Start of PAGE EXCERPT

Foolish mortals who are regular Touring Plans blog readers may remember that about a month ago I reported on a new subscription box service themed to Disney’s Haunted Mansion attraction, The Ghost Post. The second of the three-box series arrived this week.
Box #2 arrived in similar packaging to the first box. The only real differences were in the box side panels. The “Final Arrangements” notice (on an inside flap) was different; one was marked by M.T. Graves and one by I.M. Mortal. I get the puns, but I have not yet found any relationship of these markings to the Ghost Post game.
Additionally, the back side of the cartons had different drawings, clearly elements of a house. I’d be shocked if Box #3 didn’t have the roof on the house on it.
Here’s the scene opening the box.
The contents included:
While some of the pieces were entirely new, there was quite a bit of similarity to the previous box, starting with the instruction to dampen the paper of the introductory welcome letter. On one hand it was comforting that I already knew what to do to “solve” this puzzle, but on the other hand it would have been nice to see Disney do a new trick.
The text of the revealed message read: “You are indeed a talented individual. Even Madam Leota declares it! And this discovery of your powers couldn’t come too soon. To understand what will restore our ability to travel, we need measurements from the land of the living. In this box you’ll find tools to make these observations. Perhaps a reflection on the tea leaves will help guide you. You already have a sheet devoured by moths; tear it to strips to make the piano sing. Observe the movements of the dancers as this spins [arrow to tiny drawing of the phenakistoscope]. Note the steps and match to the moth-eaten strips. Doors. Those pesky things, always moving about. [Blueprints] the best and most recent we have. [Divination cards] to further you studies of our travel troubles. The crows are nesting in the eaves – a sure omen of your discoveries to come!”

End of PAGE EXCERPT

### TASK INSTRUCTIONS
A: In the Ghost Post blog post, which two names are marked on the "Final Arrangements" notices?
B: Edit the stretch of the Ghost Post blog post from "Box #2 arrived" through "a new trick.", replacing "cartons" with "boxes".
C: Condense the paragraph of the Ghost Post blog post that begins "While some of the pieces were entirely new" into one or two sentences that keep its main facts.
Answer using only the Ghost Post blog post.

Start of STORED RECORDS

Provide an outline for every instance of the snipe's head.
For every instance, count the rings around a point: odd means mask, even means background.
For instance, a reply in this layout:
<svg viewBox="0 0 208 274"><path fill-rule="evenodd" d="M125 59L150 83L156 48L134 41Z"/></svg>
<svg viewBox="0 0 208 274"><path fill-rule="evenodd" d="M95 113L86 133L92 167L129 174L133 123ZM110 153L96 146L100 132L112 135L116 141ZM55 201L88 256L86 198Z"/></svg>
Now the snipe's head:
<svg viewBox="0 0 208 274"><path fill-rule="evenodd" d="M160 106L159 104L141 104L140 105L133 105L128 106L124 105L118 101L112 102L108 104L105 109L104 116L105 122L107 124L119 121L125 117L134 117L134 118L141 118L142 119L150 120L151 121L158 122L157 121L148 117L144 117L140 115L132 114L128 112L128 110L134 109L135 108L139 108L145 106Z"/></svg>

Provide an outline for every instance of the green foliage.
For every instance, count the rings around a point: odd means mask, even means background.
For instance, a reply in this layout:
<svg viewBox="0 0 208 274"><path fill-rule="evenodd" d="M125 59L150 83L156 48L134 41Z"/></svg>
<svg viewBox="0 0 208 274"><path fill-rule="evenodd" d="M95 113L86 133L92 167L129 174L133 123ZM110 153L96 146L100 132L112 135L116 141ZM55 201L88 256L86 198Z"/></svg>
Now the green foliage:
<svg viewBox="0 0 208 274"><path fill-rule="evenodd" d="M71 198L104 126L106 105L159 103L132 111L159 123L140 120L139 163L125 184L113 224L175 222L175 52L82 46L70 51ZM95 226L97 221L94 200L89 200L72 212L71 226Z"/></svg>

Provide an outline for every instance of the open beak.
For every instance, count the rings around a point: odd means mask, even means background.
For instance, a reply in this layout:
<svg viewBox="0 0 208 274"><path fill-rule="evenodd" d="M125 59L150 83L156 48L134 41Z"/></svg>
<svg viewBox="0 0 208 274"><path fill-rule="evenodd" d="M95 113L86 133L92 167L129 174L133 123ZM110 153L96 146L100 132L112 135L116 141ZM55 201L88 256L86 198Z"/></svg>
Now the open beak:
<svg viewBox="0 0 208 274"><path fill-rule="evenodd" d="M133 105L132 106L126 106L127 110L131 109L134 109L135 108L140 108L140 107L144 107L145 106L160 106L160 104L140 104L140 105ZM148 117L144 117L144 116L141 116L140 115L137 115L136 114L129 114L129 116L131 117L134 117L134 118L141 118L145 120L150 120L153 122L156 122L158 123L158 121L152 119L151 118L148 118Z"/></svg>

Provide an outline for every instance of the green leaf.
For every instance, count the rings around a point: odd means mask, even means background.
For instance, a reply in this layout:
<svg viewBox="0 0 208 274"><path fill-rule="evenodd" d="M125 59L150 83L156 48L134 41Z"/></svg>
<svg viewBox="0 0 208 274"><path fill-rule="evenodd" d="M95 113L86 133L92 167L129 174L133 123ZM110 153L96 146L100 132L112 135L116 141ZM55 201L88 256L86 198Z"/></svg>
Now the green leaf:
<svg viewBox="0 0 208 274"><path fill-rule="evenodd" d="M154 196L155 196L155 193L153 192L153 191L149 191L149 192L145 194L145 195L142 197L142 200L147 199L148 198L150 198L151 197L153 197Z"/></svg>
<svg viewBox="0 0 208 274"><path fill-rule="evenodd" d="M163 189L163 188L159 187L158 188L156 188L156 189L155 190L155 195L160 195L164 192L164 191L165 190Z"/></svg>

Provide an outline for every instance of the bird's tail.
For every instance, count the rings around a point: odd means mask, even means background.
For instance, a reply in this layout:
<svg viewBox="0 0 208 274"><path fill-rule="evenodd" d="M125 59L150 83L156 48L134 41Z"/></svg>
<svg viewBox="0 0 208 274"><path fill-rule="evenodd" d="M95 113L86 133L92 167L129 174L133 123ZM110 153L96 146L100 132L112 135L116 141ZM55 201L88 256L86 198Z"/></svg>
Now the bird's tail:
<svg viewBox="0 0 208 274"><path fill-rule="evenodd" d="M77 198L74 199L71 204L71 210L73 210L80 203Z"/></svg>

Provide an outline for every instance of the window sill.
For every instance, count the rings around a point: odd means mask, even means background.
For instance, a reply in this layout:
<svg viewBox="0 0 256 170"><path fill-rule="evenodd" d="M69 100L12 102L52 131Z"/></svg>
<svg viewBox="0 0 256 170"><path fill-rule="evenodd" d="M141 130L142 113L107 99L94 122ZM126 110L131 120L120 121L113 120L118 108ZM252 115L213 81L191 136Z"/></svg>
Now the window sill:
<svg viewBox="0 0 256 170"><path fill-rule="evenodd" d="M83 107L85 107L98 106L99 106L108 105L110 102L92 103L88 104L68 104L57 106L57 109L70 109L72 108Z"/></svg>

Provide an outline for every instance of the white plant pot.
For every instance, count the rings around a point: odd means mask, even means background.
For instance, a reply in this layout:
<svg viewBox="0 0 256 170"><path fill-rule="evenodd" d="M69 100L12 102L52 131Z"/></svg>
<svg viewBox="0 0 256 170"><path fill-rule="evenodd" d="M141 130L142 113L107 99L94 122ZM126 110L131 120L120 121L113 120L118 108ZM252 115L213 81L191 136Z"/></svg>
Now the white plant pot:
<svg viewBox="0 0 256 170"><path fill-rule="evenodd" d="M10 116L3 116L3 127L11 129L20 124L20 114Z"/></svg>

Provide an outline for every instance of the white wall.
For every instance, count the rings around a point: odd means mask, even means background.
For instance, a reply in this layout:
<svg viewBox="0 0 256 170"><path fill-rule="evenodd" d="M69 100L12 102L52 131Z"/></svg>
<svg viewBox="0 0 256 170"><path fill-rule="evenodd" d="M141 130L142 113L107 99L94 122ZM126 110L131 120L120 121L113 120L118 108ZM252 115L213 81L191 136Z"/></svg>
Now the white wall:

End of STORED RECORDS

### ANSWERS TO THE TASKS
A: M.T. Graves and I.M. Mortal.

B:
Box #2 arrived in similar packaging to the first box. The only real differences were in the box side panels. The “Final Arrangements” notice (on an inside flap) was different; one was marked by M.T. Graves and one by I.M. Mortal. I get the puns, but I have not yet found any relationship of these markings to the Ghost Post game.
Additionally, the back side of the boxes had different drawings, clearly elements of a house. I’d be shocked if Box #3 didn’t have the roof on the house on it.
Here’s the scene opening the box.
The contents included:
While some of the pieces were entirely new, there was quite a bit of similarity to the previous box, starting with the instruction to dampen the paper of the introductory welcome letter. On one hand it was comforting that I already knew what to do to “solve” this puzzle, but on the other hand it would have been nice to see Disney do a new trick.

C: Although some pieces were new, Box #2 closely resembled the first box, again instructing the reader to dampen the paper of the welcome letter. Knowing how to solve this puzzle was comforting, but a new trick from Disney would have been nice.